*PAGE EXTRACT*:
━━━━━━━━━━━━━━━━━━━━━━━━━━━━━━

3. Constitutionality of Class Device

Lutheran Brotherhood argues that using the class action device in this situation will unconstitutionally deprive Lutheran Brotherhood of its Seventh Amendment right to a jury trial and its Due Process rights, and will deprive absent class members of their Due Process rights. In essence, Lutheran Brotherhood contends that, because Plaintiffs are attempting to rely on "class-wide" proof, Lutheran Brotherhood will not have a jury determine each Plaintiff's claim and each Plaintiff's damages individually.

This argument is merely another way to look at Lutheran Brotherhood's challenges to the existence of common questions of fact and law. Rule 23 provides that, if a group of plaintiffs have sufficiently common questions of fact or law among them, then they will be permitted to resolve those claims in a single action. Because the Court has concluded that sufficient common questions exist for this case to proceed as a class action, Lutheran Brotherhood's argument on this point has no merit.

━━━━━━━━━━━━━━━━━━━━━━━━━━━━━━

*WORK TO BE COMPLETED*: In the passage above on the constitutionality of the class device, which amendment does Lutheran Brotherhood invoke for its right to a jury trial?

━━━━━━━━━━━━━━━━━━━━━━━━━━━━━━

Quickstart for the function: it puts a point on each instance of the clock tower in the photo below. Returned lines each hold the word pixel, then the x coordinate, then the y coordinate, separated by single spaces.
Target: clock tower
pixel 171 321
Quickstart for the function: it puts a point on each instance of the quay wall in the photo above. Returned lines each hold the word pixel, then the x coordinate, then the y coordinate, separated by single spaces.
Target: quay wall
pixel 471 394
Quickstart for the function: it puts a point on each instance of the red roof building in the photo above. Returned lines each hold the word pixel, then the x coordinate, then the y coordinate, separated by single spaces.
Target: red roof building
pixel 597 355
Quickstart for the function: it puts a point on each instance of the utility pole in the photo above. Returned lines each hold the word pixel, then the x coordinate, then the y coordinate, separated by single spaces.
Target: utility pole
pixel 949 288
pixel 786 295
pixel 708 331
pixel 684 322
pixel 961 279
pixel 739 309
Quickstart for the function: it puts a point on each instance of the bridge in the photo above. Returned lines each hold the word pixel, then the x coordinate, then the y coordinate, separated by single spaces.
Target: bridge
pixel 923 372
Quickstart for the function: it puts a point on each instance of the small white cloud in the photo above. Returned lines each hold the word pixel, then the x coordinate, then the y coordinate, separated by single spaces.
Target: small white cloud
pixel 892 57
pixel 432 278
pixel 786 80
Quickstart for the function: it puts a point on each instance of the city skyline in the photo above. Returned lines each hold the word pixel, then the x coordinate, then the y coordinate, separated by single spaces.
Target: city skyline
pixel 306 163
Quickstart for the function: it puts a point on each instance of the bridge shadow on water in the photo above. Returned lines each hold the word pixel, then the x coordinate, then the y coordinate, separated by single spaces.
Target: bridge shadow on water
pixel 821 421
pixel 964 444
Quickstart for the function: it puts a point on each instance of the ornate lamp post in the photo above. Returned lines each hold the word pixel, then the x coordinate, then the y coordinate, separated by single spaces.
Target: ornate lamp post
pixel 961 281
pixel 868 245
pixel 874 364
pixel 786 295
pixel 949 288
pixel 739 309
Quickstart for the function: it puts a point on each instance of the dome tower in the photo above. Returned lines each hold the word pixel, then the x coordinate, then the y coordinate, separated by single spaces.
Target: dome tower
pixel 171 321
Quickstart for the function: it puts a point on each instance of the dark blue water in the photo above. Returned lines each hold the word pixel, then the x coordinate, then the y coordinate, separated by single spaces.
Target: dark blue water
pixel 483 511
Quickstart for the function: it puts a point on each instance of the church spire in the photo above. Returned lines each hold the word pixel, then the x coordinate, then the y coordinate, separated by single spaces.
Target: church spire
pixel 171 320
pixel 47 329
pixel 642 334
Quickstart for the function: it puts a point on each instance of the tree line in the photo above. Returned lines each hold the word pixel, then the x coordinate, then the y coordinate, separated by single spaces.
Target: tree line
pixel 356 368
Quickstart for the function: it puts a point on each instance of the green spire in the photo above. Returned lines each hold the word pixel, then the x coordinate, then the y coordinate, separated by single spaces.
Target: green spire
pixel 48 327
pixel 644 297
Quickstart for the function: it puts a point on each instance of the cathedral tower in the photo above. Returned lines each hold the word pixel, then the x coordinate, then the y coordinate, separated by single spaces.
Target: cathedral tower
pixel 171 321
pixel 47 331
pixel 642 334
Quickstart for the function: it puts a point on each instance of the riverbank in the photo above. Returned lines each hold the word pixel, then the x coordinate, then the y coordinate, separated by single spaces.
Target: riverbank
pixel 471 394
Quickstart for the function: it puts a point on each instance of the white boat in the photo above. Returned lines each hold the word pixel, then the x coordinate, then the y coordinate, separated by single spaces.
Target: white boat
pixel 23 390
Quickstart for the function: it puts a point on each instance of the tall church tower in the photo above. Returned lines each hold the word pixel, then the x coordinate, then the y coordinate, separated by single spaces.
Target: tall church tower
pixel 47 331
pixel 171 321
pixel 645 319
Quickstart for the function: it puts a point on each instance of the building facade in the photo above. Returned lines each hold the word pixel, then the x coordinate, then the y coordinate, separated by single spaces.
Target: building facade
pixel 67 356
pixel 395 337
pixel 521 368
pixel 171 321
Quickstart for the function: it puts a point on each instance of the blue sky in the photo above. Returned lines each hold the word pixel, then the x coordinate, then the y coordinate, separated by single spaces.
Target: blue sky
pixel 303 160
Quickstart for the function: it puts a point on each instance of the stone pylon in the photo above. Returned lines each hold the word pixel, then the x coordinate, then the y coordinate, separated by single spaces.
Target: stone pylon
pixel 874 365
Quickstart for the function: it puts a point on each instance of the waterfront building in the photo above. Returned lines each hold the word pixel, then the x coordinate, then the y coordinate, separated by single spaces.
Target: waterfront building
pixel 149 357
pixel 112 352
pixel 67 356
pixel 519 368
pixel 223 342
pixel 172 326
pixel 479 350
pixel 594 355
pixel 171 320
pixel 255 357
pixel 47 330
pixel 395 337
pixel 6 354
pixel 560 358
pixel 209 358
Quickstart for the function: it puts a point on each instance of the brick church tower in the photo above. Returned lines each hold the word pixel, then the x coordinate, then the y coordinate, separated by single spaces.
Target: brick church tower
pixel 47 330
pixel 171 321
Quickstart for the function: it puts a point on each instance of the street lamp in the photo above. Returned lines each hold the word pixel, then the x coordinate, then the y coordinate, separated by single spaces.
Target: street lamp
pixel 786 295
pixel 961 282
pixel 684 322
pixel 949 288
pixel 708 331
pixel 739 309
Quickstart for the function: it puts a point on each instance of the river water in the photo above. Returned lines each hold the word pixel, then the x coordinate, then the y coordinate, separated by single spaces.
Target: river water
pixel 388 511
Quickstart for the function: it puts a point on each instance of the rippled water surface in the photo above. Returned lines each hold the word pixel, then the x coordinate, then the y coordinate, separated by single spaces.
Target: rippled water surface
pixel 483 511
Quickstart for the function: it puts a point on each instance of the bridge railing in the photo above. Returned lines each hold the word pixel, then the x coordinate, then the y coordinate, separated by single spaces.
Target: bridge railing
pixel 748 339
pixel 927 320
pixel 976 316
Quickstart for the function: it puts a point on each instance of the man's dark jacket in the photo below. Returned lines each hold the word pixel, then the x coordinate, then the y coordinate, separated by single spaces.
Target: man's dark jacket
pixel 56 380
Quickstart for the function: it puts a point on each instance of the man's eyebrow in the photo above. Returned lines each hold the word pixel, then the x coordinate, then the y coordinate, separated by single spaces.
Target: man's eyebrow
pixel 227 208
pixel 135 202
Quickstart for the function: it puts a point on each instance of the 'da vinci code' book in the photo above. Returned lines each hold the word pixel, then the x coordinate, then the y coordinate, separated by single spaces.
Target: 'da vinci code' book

━━━━━━━━━━━━━━━━━━━━━━━━━━━━━━

*SOLUTION FOR THIS TASK*: The Seventh Amendment.